_WHAT TO WORK ON_
Please resume the review below of a book about food fears, starting right after its final sentence.

:: SELECTED PASSAGE

Fear of Food: A History of Why We Worry about What We Eat
University of Chicago Press, 2012
232 pp., $25.00
Don't Eat That!
You are what you refuse to eat. However broad we may claim our tastes to be, all societies have foods that disgust or intimidate them: substances that can theoretically be eaten for nourishment but which, if eaten, would mark the consumer as ignorant, gross, unclean, unfit for human company, and (possibly) racially inferior. Whales, dogs, frogs, locusts, and horses all provide protein to some human communities somewhere, although even discussing those creatures as menu items can make many Western readers queasy—just as unsettled, in fact, as religious Muslims and Jews become in the presence of pork or ham. These fears are richly illustrative for social attitudes. Sometimes the dislike can have religious roots; sometimes it reflects human attitudes toward one particular kind of animal, although not to its near-related kin; and sometimes it claims to be based on a conviction that the food in question is actively harmful or dangerous.
As modern society notionally extols science as its chief source of objective wisdom, it is not surprising that our own food taboos often arise from scientific claims. The problem, of course, is that scientific certainty is a very malleable thing. Anyone who saw Woody Allen's 1973 film Sleeper will recall how scientists in the far future struggle to comprehend the preferences of a 1970s health food aficionado. But surely, they ask in wonderment, did he not have access to deep fat, to steak, cream pies, and fudge? Was there really a time when such wonderful foods were regarded as dangerous and unhealthy? That is exactly the opposite of what we know in our own enlightened 22nd century.
In his engaging, thoroughly researched, and well-written study Fear of Food, Harvey Levenstein offers a history of the major themes in pseudo-scientific dietary alarmism since the late 19th century. He focuses chiefly on the United States, suggesting in effect that Americans over the past 130 years or so have been subjected to successive waves of alimentary terrorism, which have instilled into them something like a pathological fear of food. (I would question this exceptionalism: Europeans are not less subject to food panics, they just succumb to different ones). While several of these panics have subsided or been discredited, other very similar concerns still haunt us today. And even those earlier concerns that are supposedly dead and exorcised have left relics in the form of popular folklore about Good and Bad Foods.

::::
:: LISTED ENTRIES

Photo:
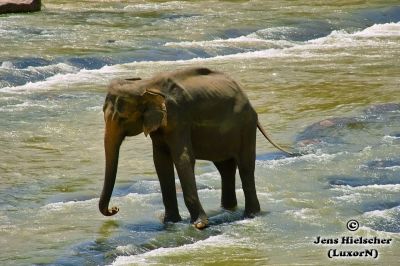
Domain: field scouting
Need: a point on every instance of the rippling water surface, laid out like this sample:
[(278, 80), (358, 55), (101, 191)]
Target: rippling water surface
[(324, 78)]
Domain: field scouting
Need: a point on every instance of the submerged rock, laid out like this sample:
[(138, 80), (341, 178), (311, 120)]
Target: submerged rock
[(19, 6)]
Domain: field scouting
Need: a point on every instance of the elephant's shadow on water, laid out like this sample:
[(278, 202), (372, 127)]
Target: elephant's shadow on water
[(146, 236)]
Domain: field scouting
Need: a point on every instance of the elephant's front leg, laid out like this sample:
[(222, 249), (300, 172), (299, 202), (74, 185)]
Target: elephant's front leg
[(184, 162), (165, 172)]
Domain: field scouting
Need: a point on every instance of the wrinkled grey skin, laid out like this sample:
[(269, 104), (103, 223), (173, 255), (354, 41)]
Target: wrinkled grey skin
[(189, 114)]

::::

_ANSWER SPACE_
Although he could have taken any number of examples, Levenstein wisely focuses on several main case-studies, each of which had at its center a leading advocate who boldly publicized claims about a particular menace—in social science terms, these figures were moral entrepreneurs, who in their way tried to reshape society as comprehensively as an industrial entrepreneur like Henry Ford. One such was Elie Metchnikoff, the Russian who proved to his own satisfaction the dangers posed by harmful bacteria multiplying in the colon. This caused the dreadful condition of "autointoxication," which caused human beings to die in their 70s and 80s instead of enjoying the 140-year lifespan to which they were naturally entitled. (Metchnikoff, I am happy to report, died at age 71.) Although the long-term solution to the problem was self-evidently the surgical removal of the colons of most patients, society might take years to reach the cultural maturity to accept such drastic measures. In the meantime, anyone desiring health and longevity needed dietary change, and above all a recognition of the benefits of that obscure miracle food, "yogurt."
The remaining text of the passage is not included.